All entries below are to be set down again, identical to the source.
+-------+
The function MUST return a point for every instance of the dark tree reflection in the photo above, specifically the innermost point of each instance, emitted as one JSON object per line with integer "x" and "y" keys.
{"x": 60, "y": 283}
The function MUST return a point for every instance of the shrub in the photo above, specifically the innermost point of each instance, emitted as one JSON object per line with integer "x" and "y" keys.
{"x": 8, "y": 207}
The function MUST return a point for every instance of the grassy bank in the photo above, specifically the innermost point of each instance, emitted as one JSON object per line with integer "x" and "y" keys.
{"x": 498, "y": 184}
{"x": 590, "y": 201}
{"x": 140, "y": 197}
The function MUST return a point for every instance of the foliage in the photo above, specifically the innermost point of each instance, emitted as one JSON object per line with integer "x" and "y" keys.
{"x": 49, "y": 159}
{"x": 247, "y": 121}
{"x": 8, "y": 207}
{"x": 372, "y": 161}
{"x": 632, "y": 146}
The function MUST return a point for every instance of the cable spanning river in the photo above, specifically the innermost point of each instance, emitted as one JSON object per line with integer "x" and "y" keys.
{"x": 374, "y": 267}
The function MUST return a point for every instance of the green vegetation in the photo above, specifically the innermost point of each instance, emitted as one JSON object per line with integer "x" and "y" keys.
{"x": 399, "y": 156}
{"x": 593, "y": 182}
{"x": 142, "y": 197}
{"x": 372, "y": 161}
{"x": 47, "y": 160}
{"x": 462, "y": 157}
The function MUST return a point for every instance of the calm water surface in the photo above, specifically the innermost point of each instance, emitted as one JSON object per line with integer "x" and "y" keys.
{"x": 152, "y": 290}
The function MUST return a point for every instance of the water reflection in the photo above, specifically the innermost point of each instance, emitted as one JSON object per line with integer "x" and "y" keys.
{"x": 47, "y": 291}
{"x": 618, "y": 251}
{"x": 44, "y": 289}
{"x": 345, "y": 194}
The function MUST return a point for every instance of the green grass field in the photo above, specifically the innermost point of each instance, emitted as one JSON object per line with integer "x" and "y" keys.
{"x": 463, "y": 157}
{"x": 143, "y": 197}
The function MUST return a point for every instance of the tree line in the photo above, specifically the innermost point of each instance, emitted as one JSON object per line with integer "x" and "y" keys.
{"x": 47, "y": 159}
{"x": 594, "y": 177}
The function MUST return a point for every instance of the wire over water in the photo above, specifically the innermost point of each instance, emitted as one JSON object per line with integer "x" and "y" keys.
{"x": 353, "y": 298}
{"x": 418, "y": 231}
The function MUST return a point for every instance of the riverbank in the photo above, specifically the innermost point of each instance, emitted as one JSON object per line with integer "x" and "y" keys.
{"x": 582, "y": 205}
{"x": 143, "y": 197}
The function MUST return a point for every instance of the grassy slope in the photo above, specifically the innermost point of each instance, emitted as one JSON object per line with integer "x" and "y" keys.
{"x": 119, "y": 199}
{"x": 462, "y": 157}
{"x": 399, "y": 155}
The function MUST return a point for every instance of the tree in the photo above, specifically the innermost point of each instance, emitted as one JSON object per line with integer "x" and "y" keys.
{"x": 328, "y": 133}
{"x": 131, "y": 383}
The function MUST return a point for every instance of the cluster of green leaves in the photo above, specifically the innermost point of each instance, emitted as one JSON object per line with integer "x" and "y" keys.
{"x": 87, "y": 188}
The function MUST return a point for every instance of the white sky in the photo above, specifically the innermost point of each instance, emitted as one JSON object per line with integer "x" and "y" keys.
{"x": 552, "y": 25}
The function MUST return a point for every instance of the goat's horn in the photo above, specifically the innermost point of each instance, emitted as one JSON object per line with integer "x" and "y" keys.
+-------+
• The response:
The function MUST return a point for every instance of the dark tree reflection in the photo above, specifically the innermost point of each instance, emitted as one JSON object per line with integer "x" and "y" keys.
{"x": 60, "y": 283}
The function MUST return a point for every instance of the shrub in the photo above, specifically the innermost point of each instance, emitted as one JSON object per line with integer "x" and "y" keys.
{"x": 8, "y": 207}
The function MUST return a point for every instance of the grassy bank in the photo above, specifically the innermost point of each instance, emitted as one JSON object per line with integer "x" and "y" keys.
{"x": 498, "y": 184}
{"x": 590, "y": 201}
{"x": 140, "y": 197}
The function MUST return a point for every instance of the foliage in the photo above, specifically the innermost point of each instance, emitted as one JSON object per line with integer "x" and "y" keys.
{"x": 49, "y": 159}
{"x": 247, "y": 121}
{"x": 8, "y": 207}
{"x": 372, "y": 161}
{"x": 632, "y": 146}
The function MUST return a point for every instance of the cable spanning river in the photo above, specifically the innermost point of each instance, emitted as one JSON object per line with integer "x" and "y" keys.
{"x": 374, "y": 267}
The function MUST return a point for every instance of the green vegetation in the photo above, specifically the innermost point of each instance, emitted as one JSON object per line with integer "x" and "y" keys.
{"x": 399, "y": 156}
{"x": 593, "y": 182}
{"x": 142, "y": 197}
{"x": 372, "y": 161}
{"x": 47, "y": 160}
{"x": 462, "y": 157}
The function MUST return a point for every instance of the calm water surface in the photo above, specifically the innermost point of each instance, emitted as one JSON object per line with integer "x" and "y" keys.
{"x": 152, "y": 290}
The function MUST return a point for every instance of the water reflection in the photo above, specifically the innermost point of each instance, emitted as one JSON object per line with integer "x" and "y" keys.
{"x": 47, "y": 291}
{"x": 618, "y": 251}
{"x": 44, "y": 289}
{"x": 345, "y": 194}
The function MUST return a point for every instance of the green grass field in the photo above, specifically the innermost point of each instance, emitted as one JSON object per line with integer "x" and "y" keys.
{"x": 463, "y": 157}
{"x": 143, "y": 197}
The function MUST return a point for every instance of the tree line in the photo above, specifically the innermost point of each instance, emitted as one JSON object per line with integer "x" and "y" keys.
{"x": 47, "y": 159}
{"x": 594, "y": 177}
The function MUST return a point for every instance of the wire over water in the photo above, specifically the innermost point of each instance, emitted as one JSON object per line with integer "x" and "y" keys.
{"x": 353, "y": 298}
{"x": 418, "y": 231}
The function MUST return a point for every instance of the riverbank in the photo above, specifically the innermost point of each instance, emitted as one JSON object per line with integer "x" and "y" keys.
{"x": 582, "y": 205}
{"x": 143, "y": 197}
The function MUST return a point for every instance of the grassy slope in the photo above, specifically the innermost point of each instance, emitted as one JSON object per line with integer "x" and "y" keys.
{"x": 119, "y": 199}
{"x": 462, "y": 157}
{"x": 399, "y": 155}
The function MUST return a point for every instance of the tree in the photo above, specifically the innermost point of each instance, emitted as one JSON object per line with integer "x" and "y" keys.
{"x": 328, "y": 133}
{"x": 131, "y": 383}
The function MUST return a point for every instance of the cluster of green leaves in the photo above, specifically the innermost point of each instance, emitted as one JSON object per line with integer "x" and "y" keys.
{"x": 87, "y": 188}
The function MUST return a point for every instance of the white sky in the photo above, specifically the innermost point of each instance, emitted as one JSON object per line with integer "x" and "y" keys.
{"x": 552, "y": 25}
The function MUST return a point for every instance of the goat's horn in the photo above, specifically the innermost point of each instance, emitted as one JSON object per line with integer "x" and "y" keys.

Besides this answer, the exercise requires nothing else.